## TASK STATEMENT
Please convert the listing below into a two-column CSV with the headers request and response, one row per request. Put each request's text and its answer in their own quoted fields, replacing line breaks with spaces.

(Source data)
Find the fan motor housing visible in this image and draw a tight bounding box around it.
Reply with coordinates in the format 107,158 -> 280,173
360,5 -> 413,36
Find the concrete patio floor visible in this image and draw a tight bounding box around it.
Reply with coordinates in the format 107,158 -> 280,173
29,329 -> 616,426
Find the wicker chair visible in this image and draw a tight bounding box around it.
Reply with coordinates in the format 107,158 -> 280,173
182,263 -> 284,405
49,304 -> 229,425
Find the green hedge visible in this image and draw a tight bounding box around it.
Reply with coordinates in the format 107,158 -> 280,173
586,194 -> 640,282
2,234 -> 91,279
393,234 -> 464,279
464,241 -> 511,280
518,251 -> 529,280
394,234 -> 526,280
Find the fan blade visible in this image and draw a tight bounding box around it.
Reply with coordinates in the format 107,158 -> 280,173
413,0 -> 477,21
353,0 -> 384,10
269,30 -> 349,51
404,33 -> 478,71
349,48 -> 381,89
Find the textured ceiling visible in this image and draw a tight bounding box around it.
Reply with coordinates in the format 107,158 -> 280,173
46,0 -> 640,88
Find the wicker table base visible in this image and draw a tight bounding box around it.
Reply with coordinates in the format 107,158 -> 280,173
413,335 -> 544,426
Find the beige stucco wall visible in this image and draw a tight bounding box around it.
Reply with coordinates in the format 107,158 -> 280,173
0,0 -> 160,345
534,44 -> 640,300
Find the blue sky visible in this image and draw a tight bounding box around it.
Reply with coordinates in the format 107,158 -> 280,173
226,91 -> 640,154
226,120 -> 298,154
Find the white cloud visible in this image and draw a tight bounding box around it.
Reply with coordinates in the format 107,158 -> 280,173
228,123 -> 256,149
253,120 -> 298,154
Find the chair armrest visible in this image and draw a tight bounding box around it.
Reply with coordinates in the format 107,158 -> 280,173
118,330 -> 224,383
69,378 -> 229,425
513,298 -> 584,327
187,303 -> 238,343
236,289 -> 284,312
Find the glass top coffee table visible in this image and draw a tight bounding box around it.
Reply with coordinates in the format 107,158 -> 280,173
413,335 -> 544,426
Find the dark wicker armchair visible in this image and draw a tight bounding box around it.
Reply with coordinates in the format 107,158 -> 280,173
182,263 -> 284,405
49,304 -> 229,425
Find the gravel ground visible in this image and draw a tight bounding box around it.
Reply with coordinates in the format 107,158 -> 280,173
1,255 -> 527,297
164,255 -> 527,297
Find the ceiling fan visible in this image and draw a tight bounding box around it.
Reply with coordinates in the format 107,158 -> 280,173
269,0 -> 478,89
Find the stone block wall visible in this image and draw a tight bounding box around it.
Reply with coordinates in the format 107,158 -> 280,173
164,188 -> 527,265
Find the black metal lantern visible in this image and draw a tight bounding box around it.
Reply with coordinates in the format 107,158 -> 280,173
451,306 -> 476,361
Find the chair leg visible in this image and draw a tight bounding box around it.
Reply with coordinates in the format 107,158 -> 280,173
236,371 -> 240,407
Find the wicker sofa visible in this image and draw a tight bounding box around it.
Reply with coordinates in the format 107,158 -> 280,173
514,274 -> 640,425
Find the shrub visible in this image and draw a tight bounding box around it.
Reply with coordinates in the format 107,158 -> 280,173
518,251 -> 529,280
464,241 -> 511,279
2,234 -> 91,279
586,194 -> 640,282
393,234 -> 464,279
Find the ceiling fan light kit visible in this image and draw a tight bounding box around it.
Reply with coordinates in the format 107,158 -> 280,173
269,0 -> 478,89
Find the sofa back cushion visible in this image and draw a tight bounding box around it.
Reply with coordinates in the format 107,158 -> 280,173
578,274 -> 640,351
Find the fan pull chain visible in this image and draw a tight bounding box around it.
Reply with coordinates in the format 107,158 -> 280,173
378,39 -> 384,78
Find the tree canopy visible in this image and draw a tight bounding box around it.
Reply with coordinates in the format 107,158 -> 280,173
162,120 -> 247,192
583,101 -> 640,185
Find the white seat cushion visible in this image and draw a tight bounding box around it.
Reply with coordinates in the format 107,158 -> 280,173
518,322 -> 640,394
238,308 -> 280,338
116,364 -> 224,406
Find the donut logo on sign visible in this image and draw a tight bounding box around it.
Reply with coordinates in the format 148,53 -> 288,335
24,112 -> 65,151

## TASK OUTPUT
request,response
"Find the fan motor housing visible in this image and draw a tight bounding box around it. Reply with coordinates in the format 107,158 -> 280,173","360,5 -> 413,36"
"Find the concrete patio floor visible in this image and draw a tight bounding box around it. Reply with coordinates in the format 107,158 -> 280,173","29,329 -> 616,426"
"Find the wicker chair visible in this image and draw a tight bounding box around it. Reply with coordinates in the format 107,158 -> 280,173","182,263 -> 284,405 49,304 -> 229,425"
"Find the green hedge visible in this image and draw a tight bounding box around it. Reply with coordinates in the format 107,158 -> 280,173","586,194 -> 640,282 2,234 -> 91,279 393,234 -> 464,279 464,241 -> 511,280 518,251 -> 529,280 394,234 -> 526,280"
"Find the fan blade visible in this image and draw a tight bounding box around it. Reply with coordinates in the format 107,158 -> 280,173","413,0 -> 477,21 353,0 -> 384,10 269,30 -> 349,51 404,33 -> 478,71 349,48 -> 381,89"
"Find the textured ceiling visible in this image and draw a tight bounding box around it. Reply with coordinates in the format 107,158 -> 280,173","46,0 -> 640,88"
"Find the wicker table base visible in this image and draw a tight bounding box around it. Reply with coordinates in the format 107,158 -> 280,173","413,335 -> 544,426"
"Find the beige stucco wall visible in this image and draw a tight bounding box around it. Reply with coordinates in the format 107,158 -> 280,173","0,0 -> 160,345 534,44 -> 640,300"
"Find the blue sky visible in this image and draw a tight bounding box around it. Reply with coordinates in the format 107,158 -> 280,173","226,91 -> 640,154 226,120 -> 298,154"
"Find the white cloud visible in this image and draw a tight bounding box around it. Reply with coordinates in the format 107,158 -> 280,173","228,123 -> 256,149 253,120 -> 298,154"
"Find the chair armrest visible in this image and draw a tight bounding box around it. Reply with coordinates in the format 107,158 -> 280,173","118,330 -> 224,383 69,378 -> 229,425 513,298 -> 584,327 187,303 -> 238,343 236,289 -> 284,312"
"Find the glass top coffee table visible in this image and draw a tight bounding box around it. Reply with coordinates in the format 107,158 -> 280,173","413,335 -> 544,426"
"Find the dark wicker armchair visible in this image and draw a tight bounding box around it. Reply with coordinates in the format 107,158 -> 280,173","182,263 -> 284,405 49,304 -> 229,425"
"Find the gravel ground visible in this image and draw a tight bounding box around it. Reply with coordinates in the format 107,158 -> 280,173","1,255 -> 527,297 164,255 -> 527,297"
"Find the ceiling fan visible in this image and draw a tight bounding box around it. Reply with coordinates in the format 107,158 -> 280,173","269,0 -> 478,89"
"Find the stone block wall visible in this image and draw a tight bounding box around it. Reply with coordinates in the format 107,158 -> 280,173","164,188 -> 527,265"
"Find the black metal lantern visible in this image and draw a tight bounding box around it. Reply with coordinates in the format 107,158 -> 280,173","451,306 -> 476,361"
"Find the chair leg visible in this image and draw a tight bounding box around it. Reply with coordinates in the format 107,158 -> 280,173","236,371 -> 240,407"
"Find the wicker sofa visible in this image and draw a tight bounding box around it. Reply with coordinates in the format 107,158 -> 280,173","514,274 -> 640,425"
"Find the shrub visible in this image and draw a tight bounding box around it. Reply with coordinates in the format 107,158 -> 280,173","518,251 -> 529,280 464,241 -> 511,279 2,234 -> 91,279 586,194 -> 640,282 393,234 -> 464,279"
"Find the ceiling fan light kit visible in this image and draw a tight bounding box around it. Reply with coordinates in the format 107,158 -> 280,173","269,0 -> 478,89"
"Find the sofa back cushion visible in this image and draw a tight bounding box around it. Reply with coordinates in the format 107,158 -> 280,173","578,274 -> 640,351"
"Find the fan pull chain visible in this image and draw a tight bounding box around it. Reply with coordinates in the format 107,158 -> 280,173","378,39 -> 384,78"
"Find the tree canopy visible in this image and draw a tight bounding box around it. Reply with coordinates in the format 107,158 -> 280,173","162,120 -> 247,192 583,101 -> 640,185"
"Find the white seat cushion visible in this image and draw a tight bounding box around it. Reply with coordinates in the format 107,158 -> 280,173","518,322 -> 640,394 238,308 -> 280,338 116,364 -> 224,406"
"Find the donut logo on sign visible in this image and draw a tight bounding box around it. Reply with coordinates in the format 148,53 -> 288,335","24,112 -> 65,151"